Exercise directions:
What is needed is an exact copy of all the lines below.

Data provided:
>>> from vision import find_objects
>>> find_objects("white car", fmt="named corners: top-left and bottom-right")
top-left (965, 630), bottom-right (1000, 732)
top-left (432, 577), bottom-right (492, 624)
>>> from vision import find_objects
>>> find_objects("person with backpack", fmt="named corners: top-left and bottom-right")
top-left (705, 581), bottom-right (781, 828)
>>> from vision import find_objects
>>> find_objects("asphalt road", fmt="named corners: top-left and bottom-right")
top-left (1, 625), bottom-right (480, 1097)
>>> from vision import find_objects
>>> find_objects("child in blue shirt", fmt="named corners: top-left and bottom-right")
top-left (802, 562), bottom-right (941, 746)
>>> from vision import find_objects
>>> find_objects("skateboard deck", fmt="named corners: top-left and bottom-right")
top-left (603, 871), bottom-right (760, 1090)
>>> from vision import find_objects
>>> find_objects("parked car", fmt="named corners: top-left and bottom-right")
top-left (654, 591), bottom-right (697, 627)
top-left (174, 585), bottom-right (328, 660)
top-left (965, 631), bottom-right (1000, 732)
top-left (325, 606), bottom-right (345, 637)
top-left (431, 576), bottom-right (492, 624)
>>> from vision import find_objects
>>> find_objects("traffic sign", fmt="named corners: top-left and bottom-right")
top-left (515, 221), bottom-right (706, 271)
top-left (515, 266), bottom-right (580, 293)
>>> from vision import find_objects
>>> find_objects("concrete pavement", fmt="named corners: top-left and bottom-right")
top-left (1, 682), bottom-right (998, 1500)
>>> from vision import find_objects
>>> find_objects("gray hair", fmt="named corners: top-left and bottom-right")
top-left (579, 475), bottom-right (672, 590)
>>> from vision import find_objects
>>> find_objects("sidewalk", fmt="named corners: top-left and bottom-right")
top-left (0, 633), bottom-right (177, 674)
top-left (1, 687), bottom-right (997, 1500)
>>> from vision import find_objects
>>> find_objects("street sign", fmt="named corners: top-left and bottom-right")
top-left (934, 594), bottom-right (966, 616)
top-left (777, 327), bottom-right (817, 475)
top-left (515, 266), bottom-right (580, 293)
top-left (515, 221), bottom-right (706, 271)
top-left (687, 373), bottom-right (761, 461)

Written solution:
>>> from vision import find_objects
>>> find_objects("white car", fmt="named corners: top-left and bottom-right")
top-left (965, 630), bottom-right (1000, 732)
top-left (432, 577), bottom-right (492, 624)
>>> from vision import find_objects
>>> find_objects("person with backpack", fmt="named corners: top-left and bottom-right")
top-left (705, 581), bottom-right (781, 828)
>>> from vision import find_objects
>>> find_objects("asphalt road", fmt="named corners: top-left and bottom-right")
top-left (1, 625), bottom-right (480, 1097)
>>> from vision import find_objects
>>> find_objects("child in blue shirt", fmt="named corners: top-left and bottom-right")
top-left (802, 562), bottom-right (941, 746)
>>> from vision import find_objects
>>> find_objects("skateboard deck", fmt="named corners: top-left and bottom-right")
top-left (603, 871), bottom-right (760, 1090)
>>> from vision import find_objects
>>> find_objects("parked car", fmt="named corners: top-left and bottom-right")
top-left (654, 591), bottom-right (697, 627)
top-left (174, 585), bottom-right (328, 660)
top-left (965, 631), bottom-right (1000, 732)
top-left (325, 606), bottom-right (345, 637)
top-left (431, 576), bottom-right (492, 624)
>>> from vision import find_objects
>>> find_objects("traffic sign", fmt="named corners: top-left and bottom-right")
top-left (515, 221), bottom-right (706, 271)
top-left (515, 266), bottom-right (580, 293)
>>> from vision import find_objects
>>> find_objects("concrete pavement", fmt="named corners: top-left and bottom-right")
top-left (1, 682), bottom-right (998, 1500)
>>> from vision import find_objects
>>> find_objects("gray hair", fmt="named corners: top-left and bottom-right")
top-left (579, 475), bottom-right (672, 590)
>>> from vision import find_objects
>>> find_objects("sidewalk", fmt="named corners: top-left and bottom-right")
top-left (0, 633), bottom-right (177, 674)
top-left (1, 687), bottom-right (997, 1500)
>>> from vision import find_objects
>>> find_objects("street sign", fmt="named corners: top-left and bottom-right")
top-left (934, 594), bottom-right (966, 616)
top-left (777, 327), bottom-right (817, 475)
top-left (515, 266), bottom-right (580, 293)
top-left (515, 221), bottom-right (706, 271)
top-left (687, 373), bottom-right (761, 461)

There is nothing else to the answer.